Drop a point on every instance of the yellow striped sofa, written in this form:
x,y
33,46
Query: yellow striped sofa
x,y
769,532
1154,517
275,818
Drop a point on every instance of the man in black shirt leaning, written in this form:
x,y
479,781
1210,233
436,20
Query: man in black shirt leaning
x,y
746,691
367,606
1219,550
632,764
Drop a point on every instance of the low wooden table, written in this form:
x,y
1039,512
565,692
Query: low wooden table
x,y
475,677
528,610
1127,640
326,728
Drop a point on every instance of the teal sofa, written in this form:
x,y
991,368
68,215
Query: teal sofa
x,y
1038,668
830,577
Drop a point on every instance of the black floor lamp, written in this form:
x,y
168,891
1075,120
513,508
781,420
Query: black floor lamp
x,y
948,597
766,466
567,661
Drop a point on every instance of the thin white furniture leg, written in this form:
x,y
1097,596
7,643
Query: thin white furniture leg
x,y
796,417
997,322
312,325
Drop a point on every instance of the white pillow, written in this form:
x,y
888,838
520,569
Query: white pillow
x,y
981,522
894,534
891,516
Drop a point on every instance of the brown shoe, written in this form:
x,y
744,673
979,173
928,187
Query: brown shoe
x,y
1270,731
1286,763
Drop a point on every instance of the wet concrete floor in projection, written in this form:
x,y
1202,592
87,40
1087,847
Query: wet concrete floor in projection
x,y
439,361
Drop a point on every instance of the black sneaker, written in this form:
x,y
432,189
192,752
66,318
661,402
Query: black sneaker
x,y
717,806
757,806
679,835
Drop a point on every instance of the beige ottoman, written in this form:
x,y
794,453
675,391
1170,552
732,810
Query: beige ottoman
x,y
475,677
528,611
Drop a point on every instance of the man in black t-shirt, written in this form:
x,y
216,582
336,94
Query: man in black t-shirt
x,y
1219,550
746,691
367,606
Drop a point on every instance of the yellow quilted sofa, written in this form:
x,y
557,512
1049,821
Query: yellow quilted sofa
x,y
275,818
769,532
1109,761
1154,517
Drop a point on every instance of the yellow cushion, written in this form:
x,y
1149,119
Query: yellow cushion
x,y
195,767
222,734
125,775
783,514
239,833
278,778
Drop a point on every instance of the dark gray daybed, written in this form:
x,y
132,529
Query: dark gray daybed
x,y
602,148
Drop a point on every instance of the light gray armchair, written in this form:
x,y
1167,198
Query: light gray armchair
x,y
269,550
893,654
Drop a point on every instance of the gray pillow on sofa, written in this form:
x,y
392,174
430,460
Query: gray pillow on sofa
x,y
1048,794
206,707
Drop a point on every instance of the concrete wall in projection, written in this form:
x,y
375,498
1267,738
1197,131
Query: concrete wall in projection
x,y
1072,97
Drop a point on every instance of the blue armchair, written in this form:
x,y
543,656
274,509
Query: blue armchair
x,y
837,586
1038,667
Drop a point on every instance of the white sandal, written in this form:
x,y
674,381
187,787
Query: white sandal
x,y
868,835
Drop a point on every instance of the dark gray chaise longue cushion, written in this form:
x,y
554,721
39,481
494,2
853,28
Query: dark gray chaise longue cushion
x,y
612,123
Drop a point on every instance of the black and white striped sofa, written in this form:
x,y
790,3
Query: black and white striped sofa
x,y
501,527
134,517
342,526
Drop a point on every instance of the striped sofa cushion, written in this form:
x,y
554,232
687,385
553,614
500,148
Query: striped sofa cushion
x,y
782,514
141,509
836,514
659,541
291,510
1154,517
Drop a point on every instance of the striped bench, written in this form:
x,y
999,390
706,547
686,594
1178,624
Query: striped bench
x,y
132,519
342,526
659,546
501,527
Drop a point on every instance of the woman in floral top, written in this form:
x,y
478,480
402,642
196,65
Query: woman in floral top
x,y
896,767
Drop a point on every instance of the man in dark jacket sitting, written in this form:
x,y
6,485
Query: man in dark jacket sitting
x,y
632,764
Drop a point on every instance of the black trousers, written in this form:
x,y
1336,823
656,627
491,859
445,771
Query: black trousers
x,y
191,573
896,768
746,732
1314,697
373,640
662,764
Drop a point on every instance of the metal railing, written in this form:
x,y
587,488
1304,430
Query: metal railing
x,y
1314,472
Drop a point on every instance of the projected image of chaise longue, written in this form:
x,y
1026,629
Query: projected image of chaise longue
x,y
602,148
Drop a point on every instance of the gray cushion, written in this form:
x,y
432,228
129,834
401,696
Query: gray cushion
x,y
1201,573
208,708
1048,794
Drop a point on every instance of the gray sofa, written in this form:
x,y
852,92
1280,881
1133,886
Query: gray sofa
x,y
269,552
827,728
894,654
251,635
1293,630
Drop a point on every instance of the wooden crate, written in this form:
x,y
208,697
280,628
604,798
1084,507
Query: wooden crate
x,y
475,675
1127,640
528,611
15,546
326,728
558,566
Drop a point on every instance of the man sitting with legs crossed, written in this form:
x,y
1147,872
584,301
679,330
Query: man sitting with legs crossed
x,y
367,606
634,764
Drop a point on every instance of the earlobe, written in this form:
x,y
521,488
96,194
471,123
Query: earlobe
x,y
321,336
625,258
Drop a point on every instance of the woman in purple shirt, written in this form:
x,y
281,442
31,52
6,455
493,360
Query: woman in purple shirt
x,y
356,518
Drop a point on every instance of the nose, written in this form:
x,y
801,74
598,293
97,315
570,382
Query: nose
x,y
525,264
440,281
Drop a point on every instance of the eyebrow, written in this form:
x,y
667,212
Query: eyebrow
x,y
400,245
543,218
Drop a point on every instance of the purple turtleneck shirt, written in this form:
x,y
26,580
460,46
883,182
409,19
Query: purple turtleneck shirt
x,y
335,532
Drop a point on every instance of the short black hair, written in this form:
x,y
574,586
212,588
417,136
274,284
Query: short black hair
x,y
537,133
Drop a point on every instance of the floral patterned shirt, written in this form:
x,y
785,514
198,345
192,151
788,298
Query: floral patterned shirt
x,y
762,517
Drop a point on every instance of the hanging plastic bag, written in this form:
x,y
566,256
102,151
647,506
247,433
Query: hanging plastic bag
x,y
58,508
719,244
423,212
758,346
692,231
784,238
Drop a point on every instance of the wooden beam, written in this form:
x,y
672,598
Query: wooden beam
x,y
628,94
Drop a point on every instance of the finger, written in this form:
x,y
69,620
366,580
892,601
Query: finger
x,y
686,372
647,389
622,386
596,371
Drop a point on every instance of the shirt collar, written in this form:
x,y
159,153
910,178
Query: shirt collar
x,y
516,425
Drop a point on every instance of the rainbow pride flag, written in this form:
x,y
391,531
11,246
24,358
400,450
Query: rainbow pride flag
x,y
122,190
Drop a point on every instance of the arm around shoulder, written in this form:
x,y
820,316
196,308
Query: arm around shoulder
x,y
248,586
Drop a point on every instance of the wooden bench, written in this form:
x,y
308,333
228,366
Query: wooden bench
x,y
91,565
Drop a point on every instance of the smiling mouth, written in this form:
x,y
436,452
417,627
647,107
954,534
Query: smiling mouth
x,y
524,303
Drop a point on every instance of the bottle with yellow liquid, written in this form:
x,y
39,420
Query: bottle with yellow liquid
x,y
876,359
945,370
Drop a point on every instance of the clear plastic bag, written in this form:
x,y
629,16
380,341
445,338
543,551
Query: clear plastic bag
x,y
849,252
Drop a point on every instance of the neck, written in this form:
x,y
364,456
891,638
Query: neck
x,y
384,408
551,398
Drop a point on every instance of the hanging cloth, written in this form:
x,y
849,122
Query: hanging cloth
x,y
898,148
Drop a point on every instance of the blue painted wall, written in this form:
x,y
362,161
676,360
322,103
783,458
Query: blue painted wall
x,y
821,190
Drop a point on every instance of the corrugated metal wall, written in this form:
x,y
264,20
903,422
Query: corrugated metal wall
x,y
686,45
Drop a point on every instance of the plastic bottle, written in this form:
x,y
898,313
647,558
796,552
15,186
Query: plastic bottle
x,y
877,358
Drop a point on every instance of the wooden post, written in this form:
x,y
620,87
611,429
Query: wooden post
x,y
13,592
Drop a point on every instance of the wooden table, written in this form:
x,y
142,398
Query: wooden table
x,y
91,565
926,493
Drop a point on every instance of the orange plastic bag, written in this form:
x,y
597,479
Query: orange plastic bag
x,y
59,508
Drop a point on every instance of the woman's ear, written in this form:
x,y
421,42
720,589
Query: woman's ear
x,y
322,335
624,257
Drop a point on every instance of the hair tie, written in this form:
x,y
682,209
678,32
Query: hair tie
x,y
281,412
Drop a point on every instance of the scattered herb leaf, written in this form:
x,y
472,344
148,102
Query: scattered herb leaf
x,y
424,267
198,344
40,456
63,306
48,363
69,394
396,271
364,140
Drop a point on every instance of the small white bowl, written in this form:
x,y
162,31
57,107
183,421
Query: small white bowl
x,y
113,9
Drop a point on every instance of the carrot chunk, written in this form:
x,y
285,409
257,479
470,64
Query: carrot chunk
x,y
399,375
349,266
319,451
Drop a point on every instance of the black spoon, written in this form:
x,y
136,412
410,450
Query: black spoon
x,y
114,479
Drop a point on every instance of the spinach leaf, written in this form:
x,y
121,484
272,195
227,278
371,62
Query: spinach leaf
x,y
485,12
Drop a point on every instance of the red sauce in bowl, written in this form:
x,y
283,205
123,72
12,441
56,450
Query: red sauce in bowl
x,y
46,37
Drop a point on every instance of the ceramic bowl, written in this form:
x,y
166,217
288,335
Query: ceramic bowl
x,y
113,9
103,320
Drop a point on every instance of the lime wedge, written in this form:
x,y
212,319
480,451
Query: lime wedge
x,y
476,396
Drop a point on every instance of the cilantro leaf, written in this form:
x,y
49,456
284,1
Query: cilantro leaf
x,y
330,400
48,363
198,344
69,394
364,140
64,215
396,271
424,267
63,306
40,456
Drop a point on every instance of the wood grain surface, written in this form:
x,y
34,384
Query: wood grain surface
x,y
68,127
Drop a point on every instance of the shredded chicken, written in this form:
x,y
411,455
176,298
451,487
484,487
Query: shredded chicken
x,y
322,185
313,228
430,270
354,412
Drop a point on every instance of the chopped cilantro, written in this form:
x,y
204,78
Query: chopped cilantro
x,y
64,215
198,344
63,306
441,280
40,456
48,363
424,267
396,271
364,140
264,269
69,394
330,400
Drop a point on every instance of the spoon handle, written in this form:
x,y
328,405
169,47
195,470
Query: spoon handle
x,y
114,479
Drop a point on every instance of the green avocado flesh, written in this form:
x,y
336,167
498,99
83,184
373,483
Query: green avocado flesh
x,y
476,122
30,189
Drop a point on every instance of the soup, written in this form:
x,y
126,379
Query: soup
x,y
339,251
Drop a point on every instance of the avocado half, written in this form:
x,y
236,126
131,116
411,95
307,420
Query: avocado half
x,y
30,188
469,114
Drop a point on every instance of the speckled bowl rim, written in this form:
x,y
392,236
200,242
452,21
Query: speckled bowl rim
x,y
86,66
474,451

○ ○ ○ ○ ○ ○ ○

EXERCISE OBJECTIVE
All lines from the line containing "Drop a point on every instance of the green" through the end of the listing above are to be duplicated exactly; include both ends and nothing further.

FINAL ANSWER
Drop a point on every instance of the green avocado flesh, written in this form:
x,y
336,167
498,99
83,184
373,483
Query: green avocado flesh
x,y
476,122
30,189
Drop a point on every instance of the soup, written in this form:
x,y
126,379
Query: soup
x,y
339,251
Drop a point on every instance of the avocado half, written in this form:
x,y
236,126
131,116
411,95
307,420
Query: avocado half
x,y
30,188
469,114
Drop a point on every instance of the speckled bowl rim, written in this form:
x,y
392,236
200,242
452,21
Query: speckled bowl rim
x,y
86,66
474,451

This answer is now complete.